* _DATA FOR THIS EXERCISE_
- - -

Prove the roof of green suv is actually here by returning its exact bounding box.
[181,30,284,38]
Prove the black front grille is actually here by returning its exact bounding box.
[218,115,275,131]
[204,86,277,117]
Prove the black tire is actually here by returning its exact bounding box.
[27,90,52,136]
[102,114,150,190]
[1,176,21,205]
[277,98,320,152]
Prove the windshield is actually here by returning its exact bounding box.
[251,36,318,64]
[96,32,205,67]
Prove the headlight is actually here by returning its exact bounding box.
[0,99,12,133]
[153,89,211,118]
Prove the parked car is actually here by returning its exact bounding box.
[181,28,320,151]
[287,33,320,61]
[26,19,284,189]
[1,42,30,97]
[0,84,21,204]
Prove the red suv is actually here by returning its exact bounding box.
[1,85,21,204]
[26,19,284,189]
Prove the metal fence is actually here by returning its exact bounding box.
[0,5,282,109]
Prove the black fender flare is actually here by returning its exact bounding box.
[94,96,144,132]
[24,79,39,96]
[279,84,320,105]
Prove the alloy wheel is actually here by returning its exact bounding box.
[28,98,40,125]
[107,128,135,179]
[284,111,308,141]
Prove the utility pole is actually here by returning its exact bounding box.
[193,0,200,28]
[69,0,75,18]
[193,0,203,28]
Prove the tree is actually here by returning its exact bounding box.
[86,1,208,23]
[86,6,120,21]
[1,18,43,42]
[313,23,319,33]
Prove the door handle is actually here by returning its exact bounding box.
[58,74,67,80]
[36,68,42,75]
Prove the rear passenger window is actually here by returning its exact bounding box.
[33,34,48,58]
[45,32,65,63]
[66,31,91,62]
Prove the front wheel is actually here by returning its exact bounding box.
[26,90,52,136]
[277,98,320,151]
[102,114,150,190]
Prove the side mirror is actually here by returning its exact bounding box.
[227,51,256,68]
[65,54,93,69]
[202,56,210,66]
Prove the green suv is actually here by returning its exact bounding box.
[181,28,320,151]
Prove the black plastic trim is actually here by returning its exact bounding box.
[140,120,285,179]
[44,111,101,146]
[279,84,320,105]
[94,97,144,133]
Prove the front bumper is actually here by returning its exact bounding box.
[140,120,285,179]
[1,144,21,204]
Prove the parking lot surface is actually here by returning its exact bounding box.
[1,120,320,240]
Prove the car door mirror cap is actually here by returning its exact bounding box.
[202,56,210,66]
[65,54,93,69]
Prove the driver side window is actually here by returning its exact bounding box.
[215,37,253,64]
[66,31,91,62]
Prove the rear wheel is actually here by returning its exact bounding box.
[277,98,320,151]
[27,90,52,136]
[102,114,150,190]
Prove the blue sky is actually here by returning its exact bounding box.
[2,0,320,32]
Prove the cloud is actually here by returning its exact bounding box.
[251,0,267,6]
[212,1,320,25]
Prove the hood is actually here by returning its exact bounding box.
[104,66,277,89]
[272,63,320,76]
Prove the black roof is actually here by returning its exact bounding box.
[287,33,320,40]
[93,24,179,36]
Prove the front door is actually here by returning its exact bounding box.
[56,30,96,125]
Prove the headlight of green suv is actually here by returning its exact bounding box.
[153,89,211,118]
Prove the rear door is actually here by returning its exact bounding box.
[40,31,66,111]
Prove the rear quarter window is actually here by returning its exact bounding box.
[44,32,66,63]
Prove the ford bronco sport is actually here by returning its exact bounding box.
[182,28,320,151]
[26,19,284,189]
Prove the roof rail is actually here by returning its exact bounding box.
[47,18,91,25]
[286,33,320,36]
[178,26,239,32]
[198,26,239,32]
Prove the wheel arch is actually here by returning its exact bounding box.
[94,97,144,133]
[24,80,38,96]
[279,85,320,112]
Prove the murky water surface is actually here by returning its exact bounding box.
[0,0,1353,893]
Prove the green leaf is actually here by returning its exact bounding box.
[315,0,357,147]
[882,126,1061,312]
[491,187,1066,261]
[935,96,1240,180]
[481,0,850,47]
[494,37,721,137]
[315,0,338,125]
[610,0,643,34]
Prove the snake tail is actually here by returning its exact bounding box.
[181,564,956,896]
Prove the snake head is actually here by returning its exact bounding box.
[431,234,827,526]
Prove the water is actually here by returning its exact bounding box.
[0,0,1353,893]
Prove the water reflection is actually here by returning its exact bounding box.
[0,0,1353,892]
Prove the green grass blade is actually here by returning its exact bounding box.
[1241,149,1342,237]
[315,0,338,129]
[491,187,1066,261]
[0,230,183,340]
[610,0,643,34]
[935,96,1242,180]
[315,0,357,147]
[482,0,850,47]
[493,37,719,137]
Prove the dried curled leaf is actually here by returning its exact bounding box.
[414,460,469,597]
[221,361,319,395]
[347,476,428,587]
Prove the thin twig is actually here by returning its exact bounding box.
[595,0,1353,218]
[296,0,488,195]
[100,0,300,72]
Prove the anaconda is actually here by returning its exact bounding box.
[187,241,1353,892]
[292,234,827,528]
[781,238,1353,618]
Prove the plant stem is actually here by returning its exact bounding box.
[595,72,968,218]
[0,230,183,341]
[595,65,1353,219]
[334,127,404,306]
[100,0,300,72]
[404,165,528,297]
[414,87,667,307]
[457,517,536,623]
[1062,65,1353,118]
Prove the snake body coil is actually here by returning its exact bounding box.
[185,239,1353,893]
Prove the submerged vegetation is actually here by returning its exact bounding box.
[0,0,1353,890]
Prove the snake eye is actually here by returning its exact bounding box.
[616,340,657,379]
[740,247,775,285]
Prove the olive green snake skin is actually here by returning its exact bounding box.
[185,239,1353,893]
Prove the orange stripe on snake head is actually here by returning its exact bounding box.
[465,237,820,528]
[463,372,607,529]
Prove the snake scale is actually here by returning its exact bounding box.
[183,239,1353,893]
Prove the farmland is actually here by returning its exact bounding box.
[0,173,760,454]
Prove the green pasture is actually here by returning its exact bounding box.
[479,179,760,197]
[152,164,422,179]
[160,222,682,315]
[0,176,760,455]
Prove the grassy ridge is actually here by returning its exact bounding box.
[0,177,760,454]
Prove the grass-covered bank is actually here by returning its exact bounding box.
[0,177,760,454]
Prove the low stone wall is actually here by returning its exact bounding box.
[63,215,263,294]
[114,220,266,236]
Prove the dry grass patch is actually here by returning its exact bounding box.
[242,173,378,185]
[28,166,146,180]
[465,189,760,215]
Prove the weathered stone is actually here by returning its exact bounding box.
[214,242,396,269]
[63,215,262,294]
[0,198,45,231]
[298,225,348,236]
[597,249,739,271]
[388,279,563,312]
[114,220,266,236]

- - -

* _WHAT TO DO_
Recast every line of the rows above as a Markdown table with the columns "No." and "Text," putting a running number in "No." and the line itself in "Text." Leave out blank lines.

* _TASK SOLUTION_
| No. | Text |
|---|---|
| 1 | Prove the roof of green suv is actually here by returning its exact bounding box. |
| 2 | [181,30,284,38] |
| 3 | Prove the black front grille is actually here by returning its exact bounding box. |
| 4 | [218,115,275,131] |
| 5 | [204,86,277,117] |
| 6 | Prove the black tire is actually here by returning its exact bounding box. |
| 7 | [27,90,52,136] |
| 8 | [102,114,150,190] |
| 9 | [1,176,21,205] |
| 10 | [277,98,320,152] |
| 11 | Prove the windshield is actually here by returning its exact bounding box. |
| 12 | [251,36,318,64] |
| 13 | [96,32,205,67] |
| 14 | Prove the headlight is actually here by returning its exact bounding box. |
| 15 | [0,99,12,133] |
| 16 | [153,89,211,118] |
| 17 | Prove the parked car is actually here by returning its exact bounding box. |
| 18 | [181,28,320,151] |
| 19 | [287,33,320,61] |
| 20 | [26,19,284,189] |
| 21 | [1,42,30,97] |
| 22 | [0,84,21,204] |
| 23 | Prove the red suv is actually here by returning its exact bounding box. |
| 24 | [1,85,21,204] |
| 25 | [26,19,284,189] |
| 26 | Prove the metal fence is actually here by returning its exact bounding box. |
| 27 | [0,5,282,109] |
| 28 | Prove the black fender flare is actually here by returning its exact bounding box. |
| 29 | [94,96,144,132] |
| 30 | [24,79,39,96] |
| 31 | [279,84,320,105] |
| 32 | Prove the alloy wheel is actually here by returning its exact bounding box. |
| 33 | [28,98,40,125] |
| 34 | [107,128,135,179] |
| 35 | [284,111,308,141] |
| 36 | Prove the utility pole is actually here by returning its exact bounding box. |
| 37 | [193,0,200,28] |
| 38 | [69,0,75,18] |
| 39 | [193,0,203,28] |
| 40 | Prove the tree is actually here by returning its exact bounding box. |
| 41 | [86,1,208,23] |
| 42 | [86,6,120,21] |
| 43 | [1,18,43,42] |
| 44 | [313,23,319,33] |
| 45 | Prove the door handle is actually here by returning its exact bounding box. |
| 46 | [58,74,67,80] |
| 47 | [36,68,42,75] |
| 48 | Prove the rear passenger window is actually here by returning its exact bounding box. |
| 49 | [33,34,48,58] |
| 50 | [45,32,65,63] |
| 51 | [66,31,91,62] |
| 52 | Prove the front wheel is actually here by returning its exact bounding box. |
| 53 | [26,90,52,136] |
| 54 | [277,98,320,151] |
| 55 | [102,114,150,190] |
| 56 | Prove the side mirror is actually here by returning its exact bounding box. |
| 57 | [227,51,256,68] |
| 58 | [65,54,93,69] |
| 59 | [202,56,210,66] |
| 60 | Prove the green suv is actually here by returning its exact bounding box. |
| 61 | [181,28,320,151] |
| 62 | Prove the black plastic trim is actually here by returning its exact bounding box. |
| 63 | [140,120,285,179] |
| 64 | [44,111,101,146] |
| 65 | [279,84,320,105] |
| 66 | [94,97,144,133] |
| 67 | Prove the front bumper is actually here by returning its exact bounding box. |
| 68 | [140,120,285,179] |
| 69 | [1,144,21,204] |
| 70 | Prove the parking lot surface is actually here by returning its exact bounding box. |
| 71 | [1,120,320,240] |
| 72 | Prove the car door mirror cap is actually here by returning its exact bounding box. |
| 73 | [202,56,210,66] |
| 74 | [65,54,93,69] |
| 75 | Prove the driver side window is actually here by returning its exact bounding box. |
| 76 | [215,37,253,64] |
| 77 | [66,31,91,62] |
| 78 | Prove the rear wheel is actually here by returning its exact bounding box. |
| 79 | [277,98,320,151] |
| 80 | [27,90,52,136] |
| 81 | [102,114,150,190] |
| 82 | Prove the blue sky is actually here by returning its exact bounding box. |
| 83 | [2,0,320,32] |
| 84 | Prove the cloud is actually here by returning its exact bounding box. |
| 85 | [251,0,267,6] |
| 86 | [212,1,320,25] |
| 87 | Prove the hood is actually here by returning its exact bounding box. |
| 88 | [104,66,277,89] |
| 89 | [272,63,320,76] |
| 90 | Prove the black roof is actually here by returning its exact bounding box. |
| 91 | [287,33,320,40] |
| 92 | [93,24,179,36] |
| 93 | Prove the front door is actually here by returning its exact bounding box. |
| 94 | [56,30,96,125] |
| 95 | Prove the headlight of green suv is actually here by returning its exact bounding box. |
| 96 | [153,89,211,118] |
| 97 | Prove the rear door is actually here by returning its exact bounding box. |
| 98 | [40,31,66,111] |
| 99 | Prove the rear quarter window is actually here by returning its exact bounding box. |
| 100 | [44,32,66,63] |
| 101 | Prove the ford bronco sport is actually here by returning its exact bounding box. |
| 102 | [182,28,320,151] |
| 103 | [26,19,284,189] |
| 104 | Prove the roof rail is actually here by returning its exact bounding box. |
| 105 | [47,18,91,25] |
| 106 | [286,33,320,36] |
| 107 | [178,26,239,32] |
| 108 | [198,26,239,32] |
| 109 | Prove the wheel arch is actually here by returning its exact bounding box. |
| 110 | [94,97,144,133] |
| 111 | [24,80,38,96] |
| 112 | [279,85,320,112] |
| 113 | Prove the murky water surface is actually here by returning its exact bounding box. |
| 114 | [0,0,1353,893] |
| 115 | Prove the green leaf is actually here by returning its exact bounding box. |
| 116 | [315,0,357,147] |
| 117 | [882,126,1061,312] |
| 118 | [491,187,1066,261] |
| 119 | [935,96,1240,180] |
| 120 | [481,0,850,47] |
| 121 | [494,37,721,137] |
| 122 | [315,0,338,125] |
| 123 | [610,0,643,34] |
| 124 | Prove the snake tail is actually here by returning its exact bounding box. |
| 125 | [181,564,956,896] |
| 126 | Prove the snake head is actually here by returning its exact bounding box. |
| 127 | [431,234,827,526] |
| 128 | Prove the water is actually here by returning its exact bounding box. |
| 129 | [0,0,1353,893] |
| 130 | Prove the water reflection is actually here by returning its exact bounding box. |
| 131 | [0,0,1353,892] |
| 132 | Prove the green grass blade is actually here by returning its exact bounding box. |
| 133 | [1241,149,1342,237] |
| 134 | [315,0,338,129] |
| 135 | [491,187,1066,261] |
| 136 | [0,230,183,340] |
| 137 | [610,0,643,34] |
| 138 | [935,96,1242,180] |
| 139 | [315,0,357,147] |
| 140 | [482,0,850,47] |
| 141 | [493,37,719,137] |
| 142 | Prove the dried curled leaf is actually here by returning its exact bounding box. |
| 143 | [414,460,469,597] |
| 144 | [221,361,319,395] |
| 145 | [347,476,428,587] |
| 146 | Prove the thin twig is actually here by returning its exact bounding box. |
| 147 | [595,0,1353,218] |
| 148 | [296,0,488,195] |
| 149 | [100,0,300,72] |
| 150 | Prove the anaconda is actually here by returning its exact bounding box. |
| 151 | [187,241,1353,892] |
| 152 | [292,234,827,528] |
| 153 | [781,238,1353,618] |
| 154 | Prove the plant stem is actually here by returning its exact bounding box. |
| 155 | [595,72,968,218] |
| 156 | [0,230,183,341] |
| 157 | [595,65,1353,219] |
| 158 | [334,127,404,306] |
| 159 | [100,0,300,72] |
| 160 | [404,165,528,297] |
| 161 | [414,87,667,307] |
| 162 | [457,517,536,623] |
| 163 | [1062,65,1353,118] |
| 164 | Prove the snake body coil is actually here by returning its exact bounding box. |
| 165 | [185,239,1353,893] |
| 166 | Prove the submerged vegetation is actually here by returning its exact bounding box. |
| 167 | [0,0,1353,890] |
| 168 | Prove the snake eye is actually here by returning its exact bounding box. |
| 169 | [616,340,657,379] |
| 170 | [740,247,775,285] |
| 171 | Prove the olive green snake skin is actually here by returning its exact bounding box. |
| 172 | [185,239,1353,893] |
| 173 | Prove the orange stripe on snake head is actually here by returning its exact bounding box. |
| 174 | [465,237,820,528] |
| 175 | [463,372,607,529] |
| 176 | Prove the snake scale is actually here by returning its exact bounding box. |
| 177 | [183,239,1353,893] |
| 178 | Prove the farmland is actually here by returning its exact bounding box. |
| 179 | [0,173,760,454] |
| 180 | Prove the green pasture is actually here by returning its exact bounding box. |
| 181 | [479,179,760,197] |
| 182 | [152,164,422,179] |
| 183 | [160,222,682,315] |
| 184 | [0,176,760,455] |
| 185 | Prove the grassy ridge is actually here by returning its exact bounding box. |
| 186 | [0,177,760,454] |
| 187 | Prove the grass-covered bank is actually here by returning its exact bounding box. |
| 188 | [0,177,760,454] |
| 189 | Prove the low stone wall is actually here by returning its exact bounding box. |
| 190 | [63,215,263,294] |
| 191 | [114,220,266,236] |
| 192 | Prove the dry grass patch is actually here by returning its exact bounding box. |
| 193 | [242,173,378,185] |
| 194 | [28,166,146,180] |
| 195 | [465,189,760,215] |
| 196 | Prove the weathered stone is actually here by returning its exact bounding box. |
| 197 | [214,242,396,269] |
| 198 | [63,215,262,294] |
| 199 | [0,198,45,231] |
| 200 | [298,225,348,236] |
| 201 | [597,249,739,271] |
| 202 | [388,279,563,312] |
| 203 | [114,220,266,236] |